* YOUR TASK *
Copy out each line of the data below in which the string "white" appears.

* RECORDED INFORMATION *
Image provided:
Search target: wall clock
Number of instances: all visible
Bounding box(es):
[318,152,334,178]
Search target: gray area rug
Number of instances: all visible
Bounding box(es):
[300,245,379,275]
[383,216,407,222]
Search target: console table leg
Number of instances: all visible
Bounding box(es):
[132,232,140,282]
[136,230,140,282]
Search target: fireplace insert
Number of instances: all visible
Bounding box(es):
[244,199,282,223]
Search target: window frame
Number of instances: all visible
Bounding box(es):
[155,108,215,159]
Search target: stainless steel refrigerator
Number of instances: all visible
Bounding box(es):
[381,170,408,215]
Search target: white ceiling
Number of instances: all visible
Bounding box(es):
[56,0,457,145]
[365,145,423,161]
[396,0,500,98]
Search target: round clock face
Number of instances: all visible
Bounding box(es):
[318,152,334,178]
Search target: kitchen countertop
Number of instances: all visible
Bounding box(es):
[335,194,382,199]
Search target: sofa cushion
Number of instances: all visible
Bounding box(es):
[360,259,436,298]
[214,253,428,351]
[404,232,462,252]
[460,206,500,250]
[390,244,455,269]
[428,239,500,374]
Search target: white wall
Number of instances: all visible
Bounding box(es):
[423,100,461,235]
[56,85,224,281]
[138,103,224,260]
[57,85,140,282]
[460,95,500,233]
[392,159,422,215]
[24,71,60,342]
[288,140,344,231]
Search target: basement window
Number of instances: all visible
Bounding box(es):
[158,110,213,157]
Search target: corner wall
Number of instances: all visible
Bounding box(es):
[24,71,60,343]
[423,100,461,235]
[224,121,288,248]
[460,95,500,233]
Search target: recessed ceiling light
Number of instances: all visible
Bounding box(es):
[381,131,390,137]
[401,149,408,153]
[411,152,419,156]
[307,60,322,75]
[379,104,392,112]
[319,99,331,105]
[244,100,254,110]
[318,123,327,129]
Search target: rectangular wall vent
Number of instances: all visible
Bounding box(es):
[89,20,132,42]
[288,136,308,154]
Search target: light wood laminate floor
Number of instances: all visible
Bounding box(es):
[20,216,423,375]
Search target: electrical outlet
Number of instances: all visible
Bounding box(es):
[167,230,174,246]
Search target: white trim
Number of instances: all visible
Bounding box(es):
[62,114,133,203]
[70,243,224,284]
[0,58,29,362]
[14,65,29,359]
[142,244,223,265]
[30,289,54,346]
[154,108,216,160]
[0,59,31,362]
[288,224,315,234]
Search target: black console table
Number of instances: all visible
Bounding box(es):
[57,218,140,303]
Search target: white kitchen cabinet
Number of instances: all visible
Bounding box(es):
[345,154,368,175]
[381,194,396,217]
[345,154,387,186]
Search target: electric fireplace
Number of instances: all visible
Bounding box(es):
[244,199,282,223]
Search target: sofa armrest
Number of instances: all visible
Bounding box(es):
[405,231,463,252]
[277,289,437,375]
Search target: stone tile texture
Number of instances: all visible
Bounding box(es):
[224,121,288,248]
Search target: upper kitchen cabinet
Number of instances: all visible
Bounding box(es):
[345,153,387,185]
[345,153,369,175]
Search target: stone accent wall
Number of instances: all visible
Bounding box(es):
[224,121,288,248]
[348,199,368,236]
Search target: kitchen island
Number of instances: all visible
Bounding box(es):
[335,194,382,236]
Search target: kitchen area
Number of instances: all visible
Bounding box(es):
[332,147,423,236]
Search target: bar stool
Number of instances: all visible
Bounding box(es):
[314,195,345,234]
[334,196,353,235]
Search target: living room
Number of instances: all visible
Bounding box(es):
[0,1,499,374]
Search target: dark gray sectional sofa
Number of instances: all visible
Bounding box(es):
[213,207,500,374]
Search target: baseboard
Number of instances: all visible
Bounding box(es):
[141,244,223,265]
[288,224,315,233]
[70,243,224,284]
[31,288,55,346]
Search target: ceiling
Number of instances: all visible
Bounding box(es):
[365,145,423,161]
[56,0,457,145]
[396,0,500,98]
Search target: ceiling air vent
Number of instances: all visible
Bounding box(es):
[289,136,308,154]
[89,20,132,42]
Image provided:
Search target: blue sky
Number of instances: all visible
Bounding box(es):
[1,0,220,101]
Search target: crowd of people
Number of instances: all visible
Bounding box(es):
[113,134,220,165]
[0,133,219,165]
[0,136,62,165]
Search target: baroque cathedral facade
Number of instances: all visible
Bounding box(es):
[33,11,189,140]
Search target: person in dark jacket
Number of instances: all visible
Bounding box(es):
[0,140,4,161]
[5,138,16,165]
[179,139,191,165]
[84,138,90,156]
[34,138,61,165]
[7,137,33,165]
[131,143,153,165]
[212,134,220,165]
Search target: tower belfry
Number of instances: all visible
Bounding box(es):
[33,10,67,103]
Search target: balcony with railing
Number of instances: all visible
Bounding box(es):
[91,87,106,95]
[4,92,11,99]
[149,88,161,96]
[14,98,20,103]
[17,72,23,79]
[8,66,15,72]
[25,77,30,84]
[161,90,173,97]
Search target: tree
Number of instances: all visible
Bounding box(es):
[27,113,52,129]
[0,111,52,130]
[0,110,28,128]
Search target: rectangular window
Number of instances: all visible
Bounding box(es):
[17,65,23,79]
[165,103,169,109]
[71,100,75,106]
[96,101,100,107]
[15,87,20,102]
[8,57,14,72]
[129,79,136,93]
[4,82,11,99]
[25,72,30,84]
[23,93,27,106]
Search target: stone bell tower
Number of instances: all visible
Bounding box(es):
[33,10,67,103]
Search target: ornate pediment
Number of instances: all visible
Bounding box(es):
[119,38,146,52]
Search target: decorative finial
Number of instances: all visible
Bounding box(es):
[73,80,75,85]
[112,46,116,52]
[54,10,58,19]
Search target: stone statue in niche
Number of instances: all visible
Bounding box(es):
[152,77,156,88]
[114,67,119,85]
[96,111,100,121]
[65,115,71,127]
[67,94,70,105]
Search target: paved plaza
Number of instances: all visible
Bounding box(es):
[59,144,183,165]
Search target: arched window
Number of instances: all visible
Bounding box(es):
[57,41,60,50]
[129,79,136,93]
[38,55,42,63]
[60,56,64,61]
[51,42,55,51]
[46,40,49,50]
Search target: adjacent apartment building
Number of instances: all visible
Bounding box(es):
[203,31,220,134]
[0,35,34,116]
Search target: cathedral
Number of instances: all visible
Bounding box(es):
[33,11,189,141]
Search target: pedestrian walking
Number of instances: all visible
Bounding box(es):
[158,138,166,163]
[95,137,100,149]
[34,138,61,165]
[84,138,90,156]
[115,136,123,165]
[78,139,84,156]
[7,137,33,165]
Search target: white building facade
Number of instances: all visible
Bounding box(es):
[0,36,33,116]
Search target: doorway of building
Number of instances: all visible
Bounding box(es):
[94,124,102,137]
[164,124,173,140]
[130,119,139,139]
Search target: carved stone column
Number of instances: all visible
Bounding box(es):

==

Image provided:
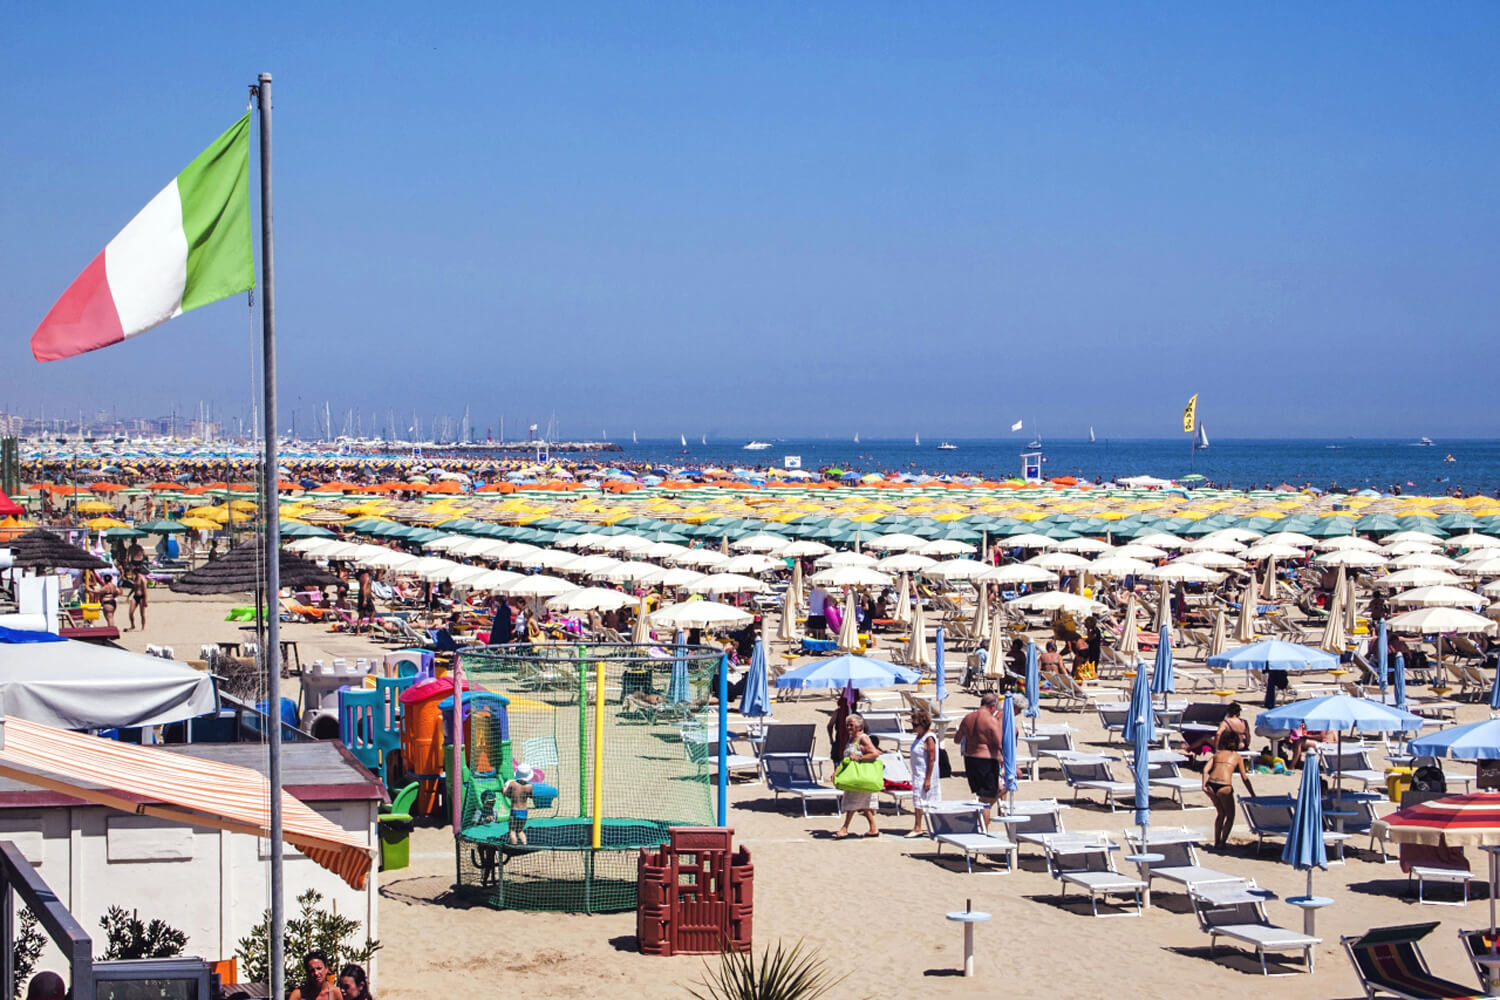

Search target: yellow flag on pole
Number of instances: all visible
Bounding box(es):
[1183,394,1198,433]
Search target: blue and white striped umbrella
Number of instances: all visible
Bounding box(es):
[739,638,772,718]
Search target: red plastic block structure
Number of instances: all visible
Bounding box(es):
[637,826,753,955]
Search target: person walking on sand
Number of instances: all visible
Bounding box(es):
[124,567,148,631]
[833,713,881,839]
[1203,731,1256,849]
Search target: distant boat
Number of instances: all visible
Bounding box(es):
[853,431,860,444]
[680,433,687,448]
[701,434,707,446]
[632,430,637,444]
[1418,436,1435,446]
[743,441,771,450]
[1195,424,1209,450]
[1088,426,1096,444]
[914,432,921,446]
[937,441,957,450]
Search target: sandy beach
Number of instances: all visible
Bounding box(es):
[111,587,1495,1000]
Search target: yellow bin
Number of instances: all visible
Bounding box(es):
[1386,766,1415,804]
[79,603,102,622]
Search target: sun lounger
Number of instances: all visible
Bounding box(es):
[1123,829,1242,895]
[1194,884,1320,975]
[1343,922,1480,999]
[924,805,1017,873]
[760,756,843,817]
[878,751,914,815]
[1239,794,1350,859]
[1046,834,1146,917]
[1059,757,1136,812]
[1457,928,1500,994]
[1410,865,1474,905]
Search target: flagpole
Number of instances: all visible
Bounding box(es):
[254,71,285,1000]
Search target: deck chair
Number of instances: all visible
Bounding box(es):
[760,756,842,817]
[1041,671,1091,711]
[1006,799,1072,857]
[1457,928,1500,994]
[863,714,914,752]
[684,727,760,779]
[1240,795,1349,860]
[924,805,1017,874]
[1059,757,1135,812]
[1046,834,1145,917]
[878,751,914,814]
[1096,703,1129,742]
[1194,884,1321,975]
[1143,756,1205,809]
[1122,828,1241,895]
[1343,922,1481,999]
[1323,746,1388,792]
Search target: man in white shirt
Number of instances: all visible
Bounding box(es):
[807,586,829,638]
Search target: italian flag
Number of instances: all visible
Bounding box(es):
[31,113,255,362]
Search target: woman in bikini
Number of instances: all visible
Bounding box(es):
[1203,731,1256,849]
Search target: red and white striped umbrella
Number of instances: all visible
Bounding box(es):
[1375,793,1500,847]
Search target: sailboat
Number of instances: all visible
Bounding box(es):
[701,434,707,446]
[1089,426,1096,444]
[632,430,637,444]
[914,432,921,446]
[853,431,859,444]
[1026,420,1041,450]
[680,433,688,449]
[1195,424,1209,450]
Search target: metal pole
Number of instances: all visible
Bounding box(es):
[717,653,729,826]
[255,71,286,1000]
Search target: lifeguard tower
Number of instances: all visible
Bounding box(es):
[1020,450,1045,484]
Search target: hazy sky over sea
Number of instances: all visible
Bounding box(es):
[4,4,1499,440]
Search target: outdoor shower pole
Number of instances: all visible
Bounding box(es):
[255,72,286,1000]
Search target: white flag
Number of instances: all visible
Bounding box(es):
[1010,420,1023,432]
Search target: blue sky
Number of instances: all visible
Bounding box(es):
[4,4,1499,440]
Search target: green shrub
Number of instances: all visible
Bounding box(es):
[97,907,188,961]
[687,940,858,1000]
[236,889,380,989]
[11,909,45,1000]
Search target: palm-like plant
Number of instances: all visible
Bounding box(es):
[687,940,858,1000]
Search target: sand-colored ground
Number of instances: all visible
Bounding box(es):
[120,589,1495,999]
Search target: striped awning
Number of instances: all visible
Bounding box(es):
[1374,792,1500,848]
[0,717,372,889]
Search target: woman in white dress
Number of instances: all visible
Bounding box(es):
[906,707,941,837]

* SOLUTION BELOW *
Search target: white ceiling
Search target: white wall
Search target: white trim
Search target: white kitchen cabinet
Search target: white building facade
Search target: blue and white striped umbrella
Search target: man in white shirt
Search target: red and white striped umbrella
Search target: white flag
Search target: woman in white dress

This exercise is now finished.